■ Set problem
Rewrite the rows below, replacing every "target" with "object" and leaving all other text unchanged. Omit the pictures from your answer.

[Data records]
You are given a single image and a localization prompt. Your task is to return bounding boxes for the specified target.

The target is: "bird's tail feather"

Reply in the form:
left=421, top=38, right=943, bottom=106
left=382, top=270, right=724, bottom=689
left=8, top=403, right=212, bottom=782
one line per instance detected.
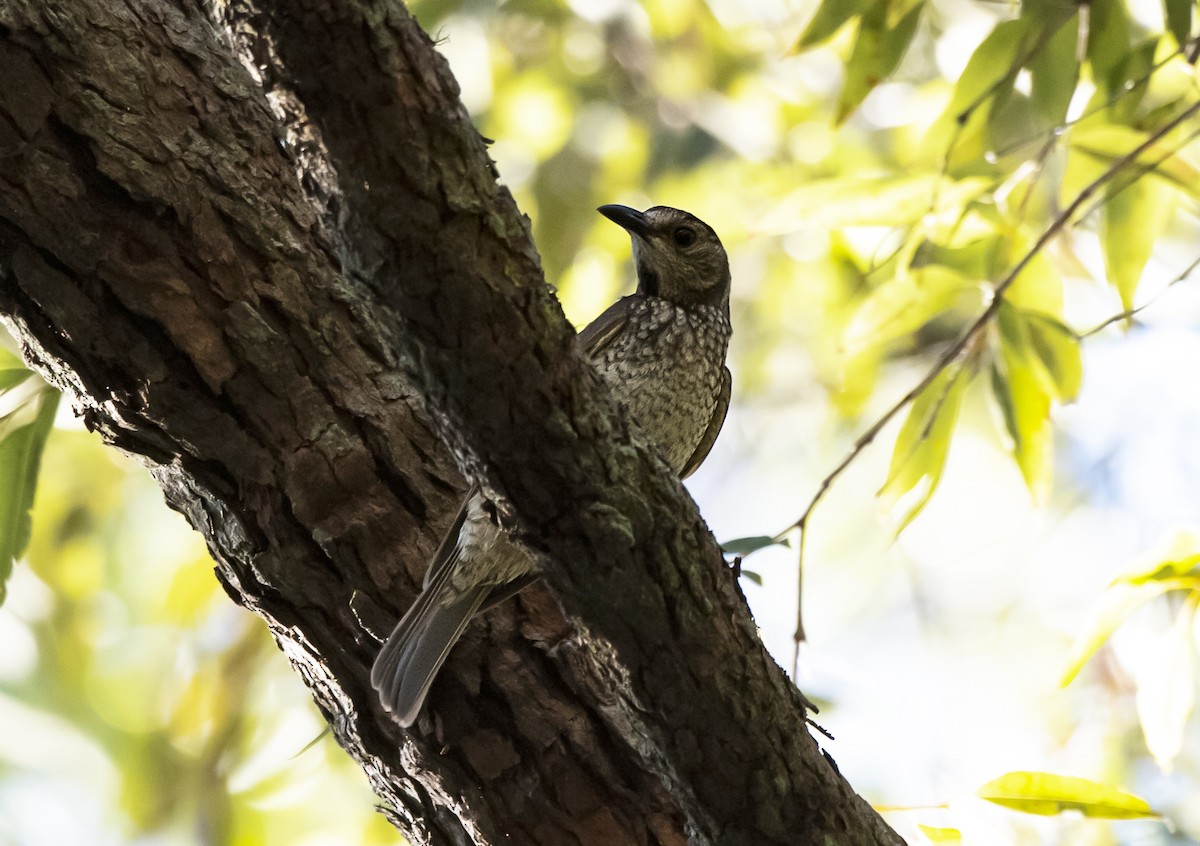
left=371, top=554, right=490, bottom=726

■ Answer for this exercise
You are given a single image and a localization prompt. Your task is to return bounding boxes for the specified object.

The object is: "bird's tail feather"

Reply in the form:
left=421, top=38, right=943, bottom=106
left=382, top=270, right=724, bottom=689
left=8, top=403, right=212, bottom=782
one line per instance detected.
left=371, top=554, right=490, bottom=726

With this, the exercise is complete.